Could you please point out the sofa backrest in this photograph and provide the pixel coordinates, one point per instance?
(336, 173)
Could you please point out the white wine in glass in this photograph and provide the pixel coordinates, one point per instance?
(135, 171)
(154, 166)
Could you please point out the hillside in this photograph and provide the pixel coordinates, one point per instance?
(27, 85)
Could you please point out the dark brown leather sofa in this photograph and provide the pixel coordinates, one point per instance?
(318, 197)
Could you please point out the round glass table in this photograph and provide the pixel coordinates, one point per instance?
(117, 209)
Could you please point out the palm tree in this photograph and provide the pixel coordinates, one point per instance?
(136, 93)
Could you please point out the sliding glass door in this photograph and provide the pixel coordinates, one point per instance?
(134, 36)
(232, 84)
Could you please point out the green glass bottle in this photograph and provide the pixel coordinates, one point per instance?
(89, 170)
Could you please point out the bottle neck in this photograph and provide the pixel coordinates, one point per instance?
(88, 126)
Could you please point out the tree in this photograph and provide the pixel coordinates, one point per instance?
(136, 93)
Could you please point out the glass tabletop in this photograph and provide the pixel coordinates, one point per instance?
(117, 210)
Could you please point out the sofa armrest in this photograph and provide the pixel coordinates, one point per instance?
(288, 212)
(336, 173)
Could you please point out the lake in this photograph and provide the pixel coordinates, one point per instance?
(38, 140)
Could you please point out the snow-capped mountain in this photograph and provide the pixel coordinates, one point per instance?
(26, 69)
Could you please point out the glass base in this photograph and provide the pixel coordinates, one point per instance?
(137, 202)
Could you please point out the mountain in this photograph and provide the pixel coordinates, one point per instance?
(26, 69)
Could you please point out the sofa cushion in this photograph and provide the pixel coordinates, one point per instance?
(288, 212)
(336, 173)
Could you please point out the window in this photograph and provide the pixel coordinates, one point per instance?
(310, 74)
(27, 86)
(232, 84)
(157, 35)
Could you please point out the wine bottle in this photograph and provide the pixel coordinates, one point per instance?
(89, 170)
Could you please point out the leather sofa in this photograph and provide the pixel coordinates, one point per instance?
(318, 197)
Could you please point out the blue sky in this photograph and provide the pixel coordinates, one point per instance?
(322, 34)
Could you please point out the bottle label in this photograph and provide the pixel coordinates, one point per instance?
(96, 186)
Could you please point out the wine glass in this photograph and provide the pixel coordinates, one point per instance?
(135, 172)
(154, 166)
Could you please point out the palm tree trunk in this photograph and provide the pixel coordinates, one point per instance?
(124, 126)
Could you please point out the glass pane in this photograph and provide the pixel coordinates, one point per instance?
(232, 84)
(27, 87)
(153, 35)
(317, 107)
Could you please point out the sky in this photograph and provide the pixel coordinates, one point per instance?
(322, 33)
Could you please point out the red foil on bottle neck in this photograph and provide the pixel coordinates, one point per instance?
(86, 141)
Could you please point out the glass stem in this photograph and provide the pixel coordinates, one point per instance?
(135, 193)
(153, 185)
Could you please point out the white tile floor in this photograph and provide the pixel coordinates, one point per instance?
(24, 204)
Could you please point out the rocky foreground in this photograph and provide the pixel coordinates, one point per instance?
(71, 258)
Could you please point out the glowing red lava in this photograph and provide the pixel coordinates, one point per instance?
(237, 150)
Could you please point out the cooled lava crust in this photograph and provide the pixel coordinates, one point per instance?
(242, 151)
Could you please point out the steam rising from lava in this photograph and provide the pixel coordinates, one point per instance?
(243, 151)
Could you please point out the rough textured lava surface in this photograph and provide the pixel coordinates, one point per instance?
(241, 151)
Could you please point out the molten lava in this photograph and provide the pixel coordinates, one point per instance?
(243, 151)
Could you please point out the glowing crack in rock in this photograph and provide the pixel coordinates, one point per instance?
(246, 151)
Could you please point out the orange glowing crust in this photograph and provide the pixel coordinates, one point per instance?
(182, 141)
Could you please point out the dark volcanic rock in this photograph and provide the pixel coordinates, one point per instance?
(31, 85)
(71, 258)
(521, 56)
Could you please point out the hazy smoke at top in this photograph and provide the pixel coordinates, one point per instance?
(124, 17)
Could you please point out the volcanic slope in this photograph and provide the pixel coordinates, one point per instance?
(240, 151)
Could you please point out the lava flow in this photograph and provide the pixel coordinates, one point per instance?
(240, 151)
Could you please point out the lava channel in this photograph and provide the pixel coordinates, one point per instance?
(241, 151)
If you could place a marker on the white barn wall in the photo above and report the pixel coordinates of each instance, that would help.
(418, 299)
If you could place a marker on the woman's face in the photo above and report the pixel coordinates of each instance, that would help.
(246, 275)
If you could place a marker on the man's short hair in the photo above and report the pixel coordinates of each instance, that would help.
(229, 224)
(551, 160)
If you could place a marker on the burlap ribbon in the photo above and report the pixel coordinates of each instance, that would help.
__________
## Problem
Set the lines down exactly as they stand, beginning at the one that contains "If you could place a marker on the woman's" and stopping after the last line of the entries above.

## Expected answer
If you could place a marker on the woman's face in the photo above and report the pixel coordinates of each instance, that would help.
(246, 275)
If you could place a marker on the man's short hair in the photo above and report the pixel coordinates of each instance, that would help.
(229, 224)
(551, 160)
If you could place a marker on the burlap ribbon in the photo above and report the pixel coordinates of each instance, that would help.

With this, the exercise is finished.